Stored data entries —
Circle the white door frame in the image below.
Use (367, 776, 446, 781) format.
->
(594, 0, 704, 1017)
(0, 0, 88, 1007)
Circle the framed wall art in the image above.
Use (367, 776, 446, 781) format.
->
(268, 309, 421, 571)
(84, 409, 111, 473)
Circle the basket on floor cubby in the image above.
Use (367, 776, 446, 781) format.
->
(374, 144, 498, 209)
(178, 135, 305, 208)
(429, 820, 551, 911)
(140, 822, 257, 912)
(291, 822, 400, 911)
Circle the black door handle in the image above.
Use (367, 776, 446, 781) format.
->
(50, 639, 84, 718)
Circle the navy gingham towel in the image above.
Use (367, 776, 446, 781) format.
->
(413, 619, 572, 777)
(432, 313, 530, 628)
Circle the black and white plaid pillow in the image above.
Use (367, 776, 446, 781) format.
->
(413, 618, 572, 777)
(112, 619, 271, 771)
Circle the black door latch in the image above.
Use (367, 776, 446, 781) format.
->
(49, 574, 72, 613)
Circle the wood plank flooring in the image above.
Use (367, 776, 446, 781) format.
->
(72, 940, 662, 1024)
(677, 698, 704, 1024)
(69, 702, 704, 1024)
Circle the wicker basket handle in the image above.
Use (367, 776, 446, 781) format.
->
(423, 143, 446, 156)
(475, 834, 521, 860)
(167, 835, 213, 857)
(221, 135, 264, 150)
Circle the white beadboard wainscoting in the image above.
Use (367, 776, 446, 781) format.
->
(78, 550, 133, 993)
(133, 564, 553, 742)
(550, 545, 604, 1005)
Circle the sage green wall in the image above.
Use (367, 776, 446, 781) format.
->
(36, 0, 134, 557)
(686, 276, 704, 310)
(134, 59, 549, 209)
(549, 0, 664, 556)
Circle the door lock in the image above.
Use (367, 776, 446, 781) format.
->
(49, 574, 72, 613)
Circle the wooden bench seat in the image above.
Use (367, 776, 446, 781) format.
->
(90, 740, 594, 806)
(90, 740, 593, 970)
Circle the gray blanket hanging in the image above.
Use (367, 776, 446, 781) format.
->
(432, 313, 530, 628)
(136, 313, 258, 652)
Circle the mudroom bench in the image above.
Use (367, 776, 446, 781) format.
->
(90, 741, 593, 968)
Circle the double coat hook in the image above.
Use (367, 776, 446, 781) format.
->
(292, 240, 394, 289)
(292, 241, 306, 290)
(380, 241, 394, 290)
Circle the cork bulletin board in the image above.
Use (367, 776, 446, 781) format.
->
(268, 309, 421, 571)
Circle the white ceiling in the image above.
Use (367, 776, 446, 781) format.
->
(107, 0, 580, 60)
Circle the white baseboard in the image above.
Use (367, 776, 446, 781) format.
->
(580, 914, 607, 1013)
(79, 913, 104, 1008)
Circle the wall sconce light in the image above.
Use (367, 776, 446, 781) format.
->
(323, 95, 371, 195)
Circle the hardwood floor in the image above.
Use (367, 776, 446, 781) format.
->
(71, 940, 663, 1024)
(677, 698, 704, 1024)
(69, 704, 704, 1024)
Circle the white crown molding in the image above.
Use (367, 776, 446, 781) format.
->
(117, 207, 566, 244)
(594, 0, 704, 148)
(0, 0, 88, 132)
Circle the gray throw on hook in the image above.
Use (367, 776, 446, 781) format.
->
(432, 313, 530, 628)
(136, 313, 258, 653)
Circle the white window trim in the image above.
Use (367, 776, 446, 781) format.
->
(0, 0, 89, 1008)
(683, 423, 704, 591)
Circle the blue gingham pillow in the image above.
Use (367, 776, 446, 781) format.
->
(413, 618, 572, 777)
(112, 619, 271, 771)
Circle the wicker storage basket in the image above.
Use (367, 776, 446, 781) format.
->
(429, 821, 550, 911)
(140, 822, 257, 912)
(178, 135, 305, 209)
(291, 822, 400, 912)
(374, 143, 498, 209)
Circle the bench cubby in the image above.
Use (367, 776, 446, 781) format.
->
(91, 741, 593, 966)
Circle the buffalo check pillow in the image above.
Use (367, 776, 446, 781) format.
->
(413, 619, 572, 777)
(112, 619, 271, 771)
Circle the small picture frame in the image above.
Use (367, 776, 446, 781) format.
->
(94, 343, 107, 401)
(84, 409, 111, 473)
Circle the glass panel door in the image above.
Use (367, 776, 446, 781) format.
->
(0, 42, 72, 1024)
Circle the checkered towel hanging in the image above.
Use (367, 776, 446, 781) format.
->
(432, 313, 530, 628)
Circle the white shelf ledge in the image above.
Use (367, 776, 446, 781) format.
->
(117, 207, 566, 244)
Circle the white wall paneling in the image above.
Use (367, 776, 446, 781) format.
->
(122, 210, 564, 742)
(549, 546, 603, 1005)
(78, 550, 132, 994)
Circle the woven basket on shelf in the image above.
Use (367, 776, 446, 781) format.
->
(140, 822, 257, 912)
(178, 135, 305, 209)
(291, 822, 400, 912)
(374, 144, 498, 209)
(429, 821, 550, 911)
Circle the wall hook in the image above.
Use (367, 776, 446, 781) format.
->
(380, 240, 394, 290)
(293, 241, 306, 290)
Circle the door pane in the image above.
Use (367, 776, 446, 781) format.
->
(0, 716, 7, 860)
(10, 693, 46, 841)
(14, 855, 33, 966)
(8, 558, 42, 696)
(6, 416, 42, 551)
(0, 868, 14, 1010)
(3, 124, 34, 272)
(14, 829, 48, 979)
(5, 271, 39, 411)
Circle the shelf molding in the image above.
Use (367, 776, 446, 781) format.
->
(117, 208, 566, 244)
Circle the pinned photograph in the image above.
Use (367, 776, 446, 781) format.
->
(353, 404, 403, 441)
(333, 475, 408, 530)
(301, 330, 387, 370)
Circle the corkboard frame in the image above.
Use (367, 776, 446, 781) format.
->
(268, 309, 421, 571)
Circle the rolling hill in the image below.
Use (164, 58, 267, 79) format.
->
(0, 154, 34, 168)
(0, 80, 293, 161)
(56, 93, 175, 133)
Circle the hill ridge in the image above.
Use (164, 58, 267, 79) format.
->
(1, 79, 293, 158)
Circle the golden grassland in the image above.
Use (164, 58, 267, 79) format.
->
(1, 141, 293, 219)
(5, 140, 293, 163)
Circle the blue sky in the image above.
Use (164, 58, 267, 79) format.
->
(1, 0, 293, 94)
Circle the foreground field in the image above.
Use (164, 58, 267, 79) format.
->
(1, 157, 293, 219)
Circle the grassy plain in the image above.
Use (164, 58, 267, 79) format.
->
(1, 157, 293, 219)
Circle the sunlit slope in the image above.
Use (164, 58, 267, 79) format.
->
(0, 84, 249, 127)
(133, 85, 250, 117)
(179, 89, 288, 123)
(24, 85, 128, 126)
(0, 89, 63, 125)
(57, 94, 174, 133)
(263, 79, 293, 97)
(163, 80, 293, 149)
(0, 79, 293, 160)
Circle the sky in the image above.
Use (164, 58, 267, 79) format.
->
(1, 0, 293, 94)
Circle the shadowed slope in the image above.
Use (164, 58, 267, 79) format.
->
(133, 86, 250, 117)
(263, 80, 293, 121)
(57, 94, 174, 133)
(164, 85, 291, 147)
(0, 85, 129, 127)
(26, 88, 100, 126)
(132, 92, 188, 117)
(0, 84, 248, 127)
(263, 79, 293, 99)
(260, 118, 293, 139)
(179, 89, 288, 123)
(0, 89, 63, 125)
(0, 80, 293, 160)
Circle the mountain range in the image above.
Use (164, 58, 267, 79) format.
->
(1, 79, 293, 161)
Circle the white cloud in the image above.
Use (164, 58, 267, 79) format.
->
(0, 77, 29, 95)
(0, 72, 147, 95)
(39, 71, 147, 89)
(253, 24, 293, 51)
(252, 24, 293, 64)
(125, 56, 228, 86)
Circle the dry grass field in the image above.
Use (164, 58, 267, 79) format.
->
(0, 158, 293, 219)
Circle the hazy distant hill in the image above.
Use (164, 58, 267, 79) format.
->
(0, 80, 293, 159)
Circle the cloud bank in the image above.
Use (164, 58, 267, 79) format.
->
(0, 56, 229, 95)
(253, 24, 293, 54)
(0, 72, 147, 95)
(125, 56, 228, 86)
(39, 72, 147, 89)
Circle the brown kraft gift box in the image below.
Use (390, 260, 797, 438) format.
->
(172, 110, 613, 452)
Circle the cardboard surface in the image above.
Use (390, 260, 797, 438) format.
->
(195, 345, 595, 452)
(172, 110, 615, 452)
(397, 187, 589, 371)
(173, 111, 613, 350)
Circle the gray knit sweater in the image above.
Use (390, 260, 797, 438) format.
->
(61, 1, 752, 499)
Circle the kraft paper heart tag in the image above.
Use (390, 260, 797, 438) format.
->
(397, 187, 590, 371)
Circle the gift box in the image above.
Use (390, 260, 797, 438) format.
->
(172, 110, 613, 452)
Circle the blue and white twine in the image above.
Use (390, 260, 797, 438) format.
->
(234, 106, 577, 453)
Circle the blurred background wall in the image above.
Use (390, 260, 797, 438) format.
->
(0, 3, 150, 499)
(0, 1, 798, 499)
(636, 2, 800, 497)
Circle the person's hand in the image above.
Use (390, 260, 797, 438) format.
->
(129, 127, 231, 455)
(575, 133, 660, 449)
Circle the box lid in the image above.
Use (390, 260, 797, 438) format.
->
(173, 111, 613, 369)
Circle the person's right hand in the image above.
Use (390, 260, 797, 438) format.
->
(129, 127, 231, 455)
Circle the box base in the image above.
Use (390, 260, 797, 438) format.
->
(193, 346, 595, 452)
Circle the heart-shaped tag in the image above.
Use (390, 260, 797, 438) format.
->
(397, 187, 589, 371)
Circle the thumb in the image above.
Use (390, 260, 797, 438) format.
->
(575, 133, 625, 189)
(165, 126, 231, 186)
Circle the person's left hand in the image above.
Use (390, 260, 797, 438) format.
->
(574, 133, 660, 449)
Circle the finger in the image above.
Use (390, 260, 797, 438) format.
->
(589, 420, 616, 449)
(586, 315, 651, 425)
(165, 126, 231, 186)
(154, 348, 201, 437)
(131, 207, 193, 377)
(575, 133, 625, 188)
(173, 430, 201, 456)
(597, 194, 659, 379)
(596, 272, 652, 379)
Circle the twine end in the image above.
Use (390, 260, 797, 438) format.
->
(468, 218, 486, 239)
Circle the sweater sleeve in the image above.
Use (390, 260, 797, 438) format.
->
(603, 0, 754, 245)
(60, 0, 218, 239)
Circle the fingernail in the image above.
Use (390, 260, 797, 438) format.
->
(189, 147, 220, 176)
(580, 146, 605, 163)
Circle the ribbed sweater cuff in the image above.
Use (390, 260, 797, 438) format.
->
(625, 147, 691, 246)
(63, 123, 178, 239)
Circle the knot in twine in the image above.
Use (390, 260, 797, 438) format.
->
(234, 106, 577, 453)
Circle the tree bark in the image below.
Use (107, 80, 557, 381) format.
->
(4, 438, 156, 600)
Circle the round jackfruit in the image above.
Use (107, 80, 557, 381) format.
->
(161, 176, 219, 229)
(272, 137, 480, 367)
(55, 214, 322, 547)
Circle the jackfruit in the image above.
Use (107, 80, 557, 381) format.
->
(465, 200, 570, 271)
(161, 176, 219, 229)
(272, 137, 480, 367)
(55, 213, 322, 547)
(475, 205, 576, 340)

TASK BRIEF — Search the data above for the word "below" and show every line that has it.

EXERCISE SOLUTION —
Circle the white door frame in the image below.
Circle the rolling hill in the image below.
Circle the brown kraft gift box in the image below.
Circle the tree bark in the image below.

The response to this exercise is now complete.